Each record needs to be echoed exactly; can you do that?

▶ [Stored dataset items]
"""

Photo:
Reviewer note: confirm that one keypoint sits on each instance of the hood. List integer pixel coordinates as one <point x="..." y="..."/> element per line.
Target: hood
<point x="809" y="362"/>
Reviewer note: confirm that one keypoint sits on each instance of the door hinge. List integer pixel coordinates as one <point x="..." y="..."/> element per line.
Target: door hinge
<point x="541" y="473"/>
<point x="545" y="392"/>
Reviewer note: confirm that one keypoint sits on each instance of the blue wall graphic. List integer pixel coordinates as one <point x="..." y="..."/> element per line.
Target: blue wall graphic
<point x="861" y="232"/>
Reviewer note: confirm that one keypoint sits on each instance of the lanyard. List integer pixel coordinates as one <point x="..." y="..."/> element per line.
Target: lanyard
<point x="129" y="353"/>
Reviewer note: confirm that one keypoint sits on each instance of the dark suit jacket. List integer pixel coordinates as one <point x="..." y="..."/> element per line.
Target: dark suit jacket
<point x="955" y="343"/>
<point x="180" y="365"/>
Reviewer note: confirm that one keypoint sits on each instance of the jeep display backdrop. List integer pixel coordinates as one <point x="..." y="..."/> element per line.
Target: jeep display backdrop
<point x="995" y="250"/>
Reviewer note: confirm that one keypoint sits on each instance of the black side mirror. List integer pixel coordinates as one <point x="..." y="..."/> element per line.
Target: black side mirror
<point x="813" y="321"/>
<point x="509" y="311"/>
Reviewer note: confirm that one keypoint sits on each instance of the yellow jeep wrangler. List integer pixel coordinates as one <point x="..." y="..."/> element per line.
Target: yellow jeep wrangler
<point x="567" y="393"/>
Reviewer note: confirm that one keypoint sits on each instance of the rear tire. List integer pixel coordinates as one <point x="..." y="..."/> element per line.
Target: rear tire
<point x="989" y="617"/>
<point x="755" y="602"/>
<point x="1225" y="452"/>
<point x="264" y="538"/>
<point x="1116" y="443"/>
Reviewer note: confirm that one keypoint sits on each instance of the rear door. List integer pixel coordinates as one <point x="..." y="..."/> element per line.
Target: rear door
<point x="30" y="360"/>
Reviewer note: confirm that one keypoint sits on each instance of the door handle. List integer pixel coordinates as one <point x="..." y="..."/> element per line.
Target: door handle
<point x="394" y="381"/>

"""

▶ [Correct response]
Photo:
Reviewer note: confirm that one keypoint sits on each instance of the hood. List integer pixel coordinates as one <point x="..." y="..."/> element per line.
Target: hood
<point x="809" y="362"/>
Reviewer note: confirm that one keypoint sits on each instance of the door hinge. List integer pixel coordinates as one <point x="..." y="..."/> element per line.
Target: door hinge
<point x="541" y="473"/>
<point x="545" y="392"/>
Reviewer note: confirm that one keypoint sits on each instance of the blue wall graphic. List integer pixel coordinates as one <point x="..." y="..."/> element per line.
Target: blue wall graphic
<point x="861" y="232"/>
Reviewer note: confirm that one keypoint sits on each instance of the lanyard. List integer pixel coordinates as one <point x="..." y="..."/> element per line.
Target: lanyard
<point x="129" y="353"/>
Reviewer note: confirm that one keypoint sits on each instance of the dark suit jacket. List integer pixel coordinates as one <point x="..." y="..."/> element per line.
Target: dark suit jacket
<point x="955" y="343"/>
<point x="180" y="365"/>
Reviewer note: confirm that one keypoint sits on each instance of the jeep display backdrop. List integer pixel coordinates as one <point x="..." y="..."/> element per line.
Target: jeep display backdrop
<point x="995" y="250"/>
Reviewer note: confirm that one keypoint sits on each instance of the black side mirror. List integer pixel coordinates as one <point x="..." y="..."/> element per line.
Target: black side mirror
<point x="813" y="321"/>
<point x="509" y="311"/>
Reviewer note: confirm that one keypoint sits on each instance of the yellow jeep wrangler. List integer pixel coordinates as one <point x="..." y="..."/> element per line.
Target: yellow jeep wrangler
<point x="567" y="393"/>
Reviewer note: confirm that one keypoint sits on each instance of the rear tire. List integer pixel coordinates as one <point x="..." y="..."/> element per line.
Target: rear tire
<point x="989" y="617"/>
<point x="755" y="602"/>
<point x="1225" y="452"/>
<point x="264" y="538"/>
<point x="1116" y="443"/>
Reviewer note: confirm that one keypoint sits on each instance of the rear door. List integer pixel coordinates as one <point x="..." y="..."/> element per line.
Target: rear door
<point x="30" y="360"/>
Reviewer note: confirm that one keypoint sits on each instance of the door handle. List integer pixel coordinates as one <point x="..." y="..."/> element per line.
Target: door handle
<point x="394" y="381"/>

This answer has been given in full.